* **Entries**
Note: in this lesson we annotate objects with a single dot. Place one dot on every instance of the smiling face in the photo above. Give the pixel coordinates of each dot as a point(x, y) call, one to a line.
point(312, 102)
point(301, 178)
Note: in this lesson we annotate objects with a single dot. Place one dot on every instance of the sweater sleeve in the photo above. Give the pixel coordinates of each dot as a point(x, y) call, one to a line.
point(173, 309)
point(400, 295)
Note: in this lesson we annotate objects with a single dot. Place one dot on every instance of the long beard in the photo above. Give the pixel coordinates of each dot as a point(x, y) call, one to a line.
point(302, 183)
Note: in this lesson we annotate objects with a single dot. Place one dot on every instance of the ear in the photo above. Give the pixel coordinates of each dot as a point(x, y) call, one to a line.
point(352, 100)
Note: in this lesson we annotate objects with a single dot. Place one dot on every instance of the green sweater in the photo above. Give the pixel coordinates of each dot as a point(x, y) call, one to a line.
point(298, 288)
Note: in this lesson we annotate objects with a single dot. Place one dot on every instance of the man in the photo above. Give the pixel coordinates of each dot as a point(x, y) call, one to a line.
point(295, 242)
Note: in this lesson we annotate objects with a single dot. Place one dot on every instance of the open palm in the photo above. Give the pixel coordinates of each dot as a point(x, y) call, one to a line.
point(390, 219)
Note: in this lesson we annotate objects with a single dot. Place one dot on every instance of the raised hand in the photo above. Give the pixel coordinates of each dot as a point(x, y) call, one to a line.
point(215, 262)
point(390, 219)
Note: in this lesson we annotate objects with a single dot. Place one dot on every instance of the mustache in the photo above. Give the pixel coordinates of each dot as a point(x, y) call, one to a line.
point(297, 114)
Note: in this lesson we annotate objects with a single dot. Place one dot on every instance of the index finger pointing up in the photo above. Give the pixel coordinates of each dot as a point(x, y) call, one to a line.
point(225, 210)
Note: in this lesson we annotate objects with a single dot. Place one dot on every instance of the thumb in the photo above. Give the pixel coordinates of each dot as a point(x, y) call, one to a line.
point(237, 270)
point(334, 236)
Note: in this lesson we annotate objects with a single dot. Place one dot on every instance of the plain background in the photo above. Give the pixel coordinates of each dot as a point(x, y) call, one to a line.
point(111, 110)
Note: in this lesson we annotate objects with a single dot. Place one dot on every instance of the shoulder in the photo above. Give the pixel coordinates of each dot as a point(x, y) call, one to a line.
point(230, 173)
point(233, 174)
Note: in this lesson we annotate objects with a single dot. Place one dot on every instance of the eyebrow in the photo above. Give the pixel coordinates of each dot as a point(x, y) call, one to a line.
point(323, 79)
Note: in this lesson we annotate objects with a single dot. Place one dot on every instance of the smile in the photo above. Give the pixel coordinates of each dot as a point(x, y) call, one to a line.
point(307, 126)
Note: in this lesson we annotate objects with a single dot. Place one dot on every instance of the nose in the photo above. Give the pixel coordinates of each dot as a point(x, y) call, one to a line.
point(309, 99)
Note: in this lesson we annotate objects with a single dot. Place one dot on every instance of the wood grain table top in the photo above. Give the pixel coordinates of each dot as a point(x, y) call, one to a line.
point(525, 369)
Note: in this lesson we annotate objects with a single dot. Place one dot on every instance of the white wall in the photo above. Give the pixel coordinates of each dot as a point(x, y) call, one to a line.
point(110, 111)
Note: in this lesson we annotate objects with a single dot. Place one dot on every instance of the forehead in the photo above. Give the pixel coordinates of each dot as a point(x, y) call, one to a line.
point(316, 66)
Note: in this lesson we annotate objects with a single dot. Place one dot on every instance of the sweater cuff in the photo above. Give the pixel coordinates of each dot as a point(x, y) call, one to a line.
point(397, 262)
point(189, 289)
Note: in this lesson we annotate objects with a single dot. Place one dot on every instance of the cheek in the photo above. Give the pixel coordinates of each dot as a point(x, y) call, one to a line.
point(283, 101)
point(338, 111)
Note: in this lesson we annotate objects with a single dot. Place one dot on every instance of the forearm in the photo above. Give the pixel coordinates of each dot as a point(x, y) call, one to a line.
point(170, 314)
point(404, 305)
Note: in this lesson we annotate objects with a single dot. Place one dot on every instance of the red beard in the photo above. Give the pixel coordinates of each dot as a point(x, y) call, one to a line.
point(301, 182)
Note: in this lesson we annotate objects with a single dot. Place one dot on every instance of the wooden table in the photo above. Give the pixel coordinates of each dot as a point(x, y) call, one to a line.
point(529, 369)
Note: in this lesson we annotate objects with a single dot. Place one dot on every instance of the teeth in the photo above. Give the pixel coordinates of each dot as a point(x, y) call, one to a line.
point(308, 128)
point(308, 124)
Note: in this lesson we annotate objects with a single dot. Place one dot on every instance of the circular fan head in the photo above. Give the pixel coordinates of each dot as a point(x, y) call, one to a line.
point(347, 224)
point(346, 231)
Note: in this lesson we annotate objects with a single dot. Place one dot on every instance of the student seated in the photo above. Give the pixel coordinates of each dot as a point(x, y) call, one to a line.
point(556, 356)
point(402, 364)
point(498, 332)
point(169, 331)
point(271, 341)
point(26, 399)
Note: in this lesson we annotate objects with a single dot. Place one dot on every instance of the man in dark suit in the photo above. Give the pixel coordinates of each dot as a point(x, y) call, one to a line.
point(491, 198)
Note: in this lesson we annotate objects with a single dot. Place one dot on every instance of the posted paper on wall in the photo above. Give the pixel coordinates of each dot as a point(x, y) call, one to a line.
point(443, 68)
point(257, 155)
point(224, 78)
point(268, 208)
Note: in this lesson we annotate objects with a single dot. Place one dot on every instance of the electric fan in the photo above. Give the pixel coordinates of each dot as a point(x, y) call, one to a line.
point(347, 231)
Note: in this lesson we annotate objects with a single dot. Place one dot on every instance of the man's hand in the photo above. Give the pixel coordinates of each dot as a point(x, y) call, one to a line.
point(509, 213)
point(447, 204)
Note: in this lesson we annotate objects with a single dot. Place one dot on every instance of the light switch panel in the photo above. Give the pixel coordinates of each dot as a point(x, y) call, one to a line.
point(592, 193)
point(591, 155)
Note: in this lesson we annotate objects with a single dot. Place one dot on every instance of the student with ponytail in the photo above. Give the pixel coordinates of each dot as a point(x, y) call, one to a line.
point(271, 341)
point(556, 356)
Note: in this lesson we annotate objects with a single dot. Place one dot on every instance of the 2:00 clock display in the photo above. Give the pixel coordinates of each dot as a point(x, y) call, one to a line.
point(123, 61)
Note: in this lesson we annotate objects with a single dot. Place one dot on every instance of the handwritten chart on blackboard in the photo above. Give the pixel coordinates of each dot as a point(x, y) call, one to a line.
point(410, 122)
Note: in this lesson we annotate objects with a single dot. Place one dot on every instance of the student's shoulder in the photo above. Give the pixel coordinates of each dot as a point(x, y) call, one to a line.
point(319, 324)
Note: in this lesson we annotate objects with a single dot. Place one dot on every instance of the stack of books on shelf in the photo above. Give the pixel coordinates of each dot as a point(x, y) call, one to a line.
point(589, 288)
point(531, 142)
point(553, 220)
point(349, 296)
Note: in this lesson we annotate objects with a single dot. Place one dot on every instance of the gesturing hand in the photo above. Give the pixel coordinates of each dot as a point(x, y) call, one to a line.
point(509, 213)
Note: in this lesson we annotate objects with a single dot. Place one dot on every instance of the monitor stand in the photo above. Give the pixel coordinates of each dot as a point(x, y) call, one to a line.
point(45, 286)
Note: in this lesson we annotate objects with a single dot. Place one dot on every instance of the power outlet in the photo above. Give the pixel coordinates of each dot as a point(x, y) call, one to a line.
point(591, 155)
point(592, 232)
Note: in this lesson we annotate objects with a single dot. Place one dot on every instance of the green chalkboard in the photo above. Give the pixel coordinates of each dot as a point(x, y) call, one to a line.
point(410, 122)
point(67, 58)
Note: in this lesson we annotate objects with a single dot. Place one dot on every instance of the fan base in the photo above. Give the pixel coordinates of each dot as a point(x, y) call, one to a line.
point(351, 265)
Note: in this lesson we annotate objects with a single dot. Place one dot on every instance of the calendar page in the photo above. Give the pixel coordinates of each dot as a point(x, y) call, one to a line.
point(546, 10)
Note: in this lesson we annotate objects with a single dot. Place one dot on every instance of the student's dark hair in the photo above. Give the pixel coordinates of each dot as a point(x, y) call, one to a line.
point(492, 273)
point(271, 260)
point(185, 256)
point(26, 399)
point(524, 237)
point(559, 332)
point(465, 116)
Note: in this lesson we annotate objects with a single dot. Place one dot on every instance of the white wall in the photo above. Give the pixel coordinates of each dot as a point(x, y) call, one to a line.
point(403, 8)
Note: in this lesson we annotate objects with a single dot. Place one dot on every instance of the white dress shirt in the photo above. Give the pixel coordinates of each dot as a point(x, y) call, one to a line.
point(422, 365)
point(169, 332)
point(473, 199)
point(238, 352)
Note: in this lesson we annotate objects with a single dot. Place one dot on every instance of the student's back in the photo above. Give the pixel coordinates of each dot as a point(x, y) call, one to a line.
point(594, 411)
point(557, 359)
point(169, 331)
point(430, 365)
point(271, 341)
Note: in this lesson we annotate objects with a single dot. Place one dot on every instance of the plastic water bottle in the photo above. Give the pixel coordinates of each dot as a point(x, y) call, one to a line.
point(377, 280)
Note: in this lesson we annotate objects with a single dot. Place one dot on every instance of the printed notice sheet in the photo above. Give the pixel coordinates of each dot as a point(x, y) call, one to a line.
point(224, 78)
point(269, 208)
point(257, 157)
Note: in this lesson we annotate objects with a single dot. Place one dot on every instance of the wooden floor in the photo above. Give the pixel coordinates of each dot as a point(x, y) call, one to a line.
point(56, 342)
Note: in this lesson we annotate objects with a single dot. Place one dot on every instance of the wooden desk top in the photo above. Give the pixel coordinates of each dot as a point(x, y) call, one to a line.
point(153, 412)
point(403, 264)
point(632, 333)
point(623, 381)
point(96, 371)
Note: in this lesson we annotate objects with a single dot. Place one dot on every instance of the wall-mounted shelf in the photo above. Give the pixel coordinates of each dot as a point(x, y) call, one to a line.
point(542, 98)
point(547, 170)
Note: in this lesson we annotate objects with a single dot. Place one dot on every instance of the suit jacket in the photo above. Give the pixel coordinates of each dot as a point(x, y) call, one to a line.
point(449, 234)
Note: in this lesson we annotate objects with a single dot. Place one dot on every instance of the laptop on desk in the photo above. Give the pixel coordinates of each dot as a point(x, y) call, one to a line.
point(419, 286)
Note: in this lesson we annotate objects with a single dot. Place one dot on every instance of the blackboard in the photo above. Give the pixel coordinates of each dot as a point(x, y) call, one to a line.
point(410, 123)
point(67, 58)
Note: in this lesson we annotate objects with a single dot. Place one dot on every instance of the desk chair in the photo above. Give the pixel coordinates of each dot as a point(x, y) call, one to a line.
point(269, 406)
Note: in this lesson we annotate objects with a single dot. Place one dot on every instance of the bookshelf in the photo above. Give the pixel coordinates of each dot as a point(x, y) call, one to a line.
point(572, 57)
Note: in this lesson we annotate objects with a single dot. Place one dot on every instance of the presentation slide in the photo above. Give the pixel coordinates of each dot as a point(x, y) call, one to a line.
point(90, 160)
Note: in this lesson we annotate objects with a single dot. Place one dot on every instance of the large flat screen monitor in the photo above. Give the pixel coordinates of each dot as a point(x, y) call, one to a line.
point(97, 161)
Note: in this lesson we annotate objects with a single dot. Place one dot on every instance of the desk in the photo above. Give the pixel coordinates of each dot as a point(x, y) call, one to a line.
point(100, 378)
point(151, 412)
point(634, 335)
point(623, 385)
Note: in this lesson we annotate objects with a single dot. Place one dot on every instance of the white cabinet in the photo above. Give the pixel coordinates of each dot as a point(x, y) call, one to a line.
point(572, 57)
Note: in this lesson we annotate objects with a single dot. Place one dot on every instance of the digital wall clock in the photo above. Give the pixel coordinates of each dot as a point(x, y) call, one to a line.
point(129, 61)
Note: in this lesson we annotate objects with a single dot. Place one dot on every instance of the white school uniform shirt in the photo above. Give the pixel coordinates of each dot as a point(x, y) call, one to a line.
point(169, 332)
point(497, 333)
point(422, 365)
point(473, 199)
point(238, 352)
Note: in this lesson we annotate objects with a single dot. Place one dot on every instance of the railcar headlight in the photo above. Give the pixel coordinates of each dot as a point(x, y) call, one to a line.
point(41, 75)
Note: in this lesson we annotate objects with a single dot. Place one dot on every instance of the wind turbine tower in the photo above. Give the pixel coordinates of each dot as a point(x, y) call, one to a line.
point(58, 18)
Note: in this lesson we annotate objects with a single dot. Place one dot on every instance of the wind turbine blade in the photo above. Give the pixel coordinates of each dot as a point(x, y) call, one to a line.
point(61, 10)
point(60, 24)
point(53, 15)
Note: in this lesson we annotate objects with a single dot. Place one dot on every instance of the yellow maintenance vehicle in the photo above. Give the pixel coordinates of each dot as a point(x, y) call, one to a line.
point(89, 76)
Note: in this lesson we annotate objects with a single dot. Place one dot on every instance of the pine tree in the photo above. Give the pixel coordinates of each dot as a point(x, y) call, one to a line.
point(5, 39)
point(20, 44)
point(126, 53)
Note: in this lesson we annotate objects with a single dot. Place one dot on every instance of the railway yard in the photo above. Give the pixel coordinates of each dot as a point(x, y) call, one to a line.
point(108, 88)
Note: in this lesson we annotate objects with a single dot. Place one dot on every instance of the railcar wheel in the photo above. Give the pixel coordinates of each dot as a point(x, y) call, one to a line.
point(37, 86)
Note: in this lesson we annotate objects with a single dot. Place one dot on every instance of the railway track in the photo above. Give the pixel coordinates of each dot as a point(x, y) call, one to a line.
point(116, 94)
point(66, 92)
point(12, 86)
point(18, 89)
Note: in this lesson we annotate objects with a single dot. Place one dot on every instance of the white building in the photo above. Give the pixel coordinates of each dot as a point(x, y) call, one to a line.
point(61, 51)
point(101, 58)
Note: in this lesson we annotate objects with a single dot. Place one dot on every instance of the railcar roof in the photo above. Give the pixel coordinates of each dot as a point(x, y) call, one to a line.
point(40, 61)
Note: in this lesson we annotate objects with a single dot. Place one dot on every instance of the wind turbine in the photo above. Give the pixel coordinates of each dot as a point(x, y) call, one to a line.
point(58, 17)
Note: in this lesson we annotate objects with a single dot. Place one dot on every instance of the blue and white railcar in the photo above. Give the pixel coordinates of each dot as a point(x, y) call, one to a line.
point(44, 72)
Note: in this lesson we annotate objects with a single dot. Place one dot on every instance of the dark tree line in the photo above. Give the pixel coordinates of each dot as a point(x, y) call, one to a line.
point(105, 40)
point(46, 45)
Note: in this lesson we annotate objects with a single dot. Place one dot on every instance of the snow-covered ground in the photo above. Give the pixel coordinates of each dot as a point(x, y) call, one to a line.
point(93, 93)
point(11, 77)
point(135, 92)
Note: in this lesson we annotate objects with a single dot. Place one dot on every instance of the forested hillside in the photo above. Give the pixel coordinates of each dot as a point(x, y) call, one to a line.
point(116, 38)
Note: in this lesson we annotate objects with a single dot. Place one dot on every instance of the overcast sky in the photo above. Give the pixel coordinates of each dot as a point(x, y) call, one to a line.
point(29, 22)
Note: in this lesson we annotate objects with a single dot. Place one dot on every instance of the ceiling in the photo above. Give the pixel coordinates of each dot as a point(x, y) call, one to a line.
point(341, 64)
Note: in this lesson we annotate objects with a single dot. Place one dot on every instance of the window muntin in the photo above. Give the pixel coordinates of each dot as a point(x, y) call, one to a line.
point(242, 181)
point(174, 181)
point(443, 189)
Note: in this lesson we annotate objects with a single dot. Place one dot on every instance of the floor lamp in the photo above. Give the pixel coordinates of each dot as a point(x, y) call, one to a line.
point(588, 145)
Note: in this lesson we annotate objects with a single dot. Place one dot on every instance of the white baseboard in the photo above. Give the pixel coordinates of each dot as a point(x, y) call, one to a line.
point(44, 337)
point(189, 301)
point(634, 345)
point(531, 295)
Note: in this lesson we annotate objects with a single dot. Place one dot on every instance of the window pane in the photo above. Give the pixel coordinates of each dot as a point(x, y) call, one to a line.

* **Task directions**
Please convert the items above, starting with the line that contains "of the yellow" and going through the line that contains "point(18, 89)", into a two-column CSV with the columns "prompt" and "response". Use one row per item, put each field in double quotes, and replace line breaks with spaces.

* **Correct result**
prompt,response
"Note: in this lesson we annotate objects with a single dot. Place one dot on every instance of the yellow maintenance vehicle in the photo above. Give the pixel coordinates of each dot as a point(x, y) call, one to a line.","point(89, 76)"
"Note: in this lesson we annotate objects with a single dot. Place one dot on every instance of the pine tree in the photo above. Give the pixel coordinates of each dot as a point(x, y) call, one to a line.","point(5, 39) point(20, 44) point(126, 53)"
"Note: in this lesson we annotate objects with a single dot. Place one dot on every instance of the railway yard in the photo above. Give the pixel coordinates of each dot as a point(x, y) call, one to a line.","point(108, 88)"
"Note: in this lesson we annotate objects with a single dot. Place one dot on every instance of the railcar wheel in the photo above. Give the pixel coordinates of each dot as a point(x, y) call, one to a line.","point(37, 86)"
"Note: in this lesson we annotate objects with a single dot. Place one dot on every instance of the railway track in the photo above. Give the pixel coordinates of each dot as a point(x, y) call, one to a line.","point(116, 94) point(66, 92) point(12, 86) point(18, 89)"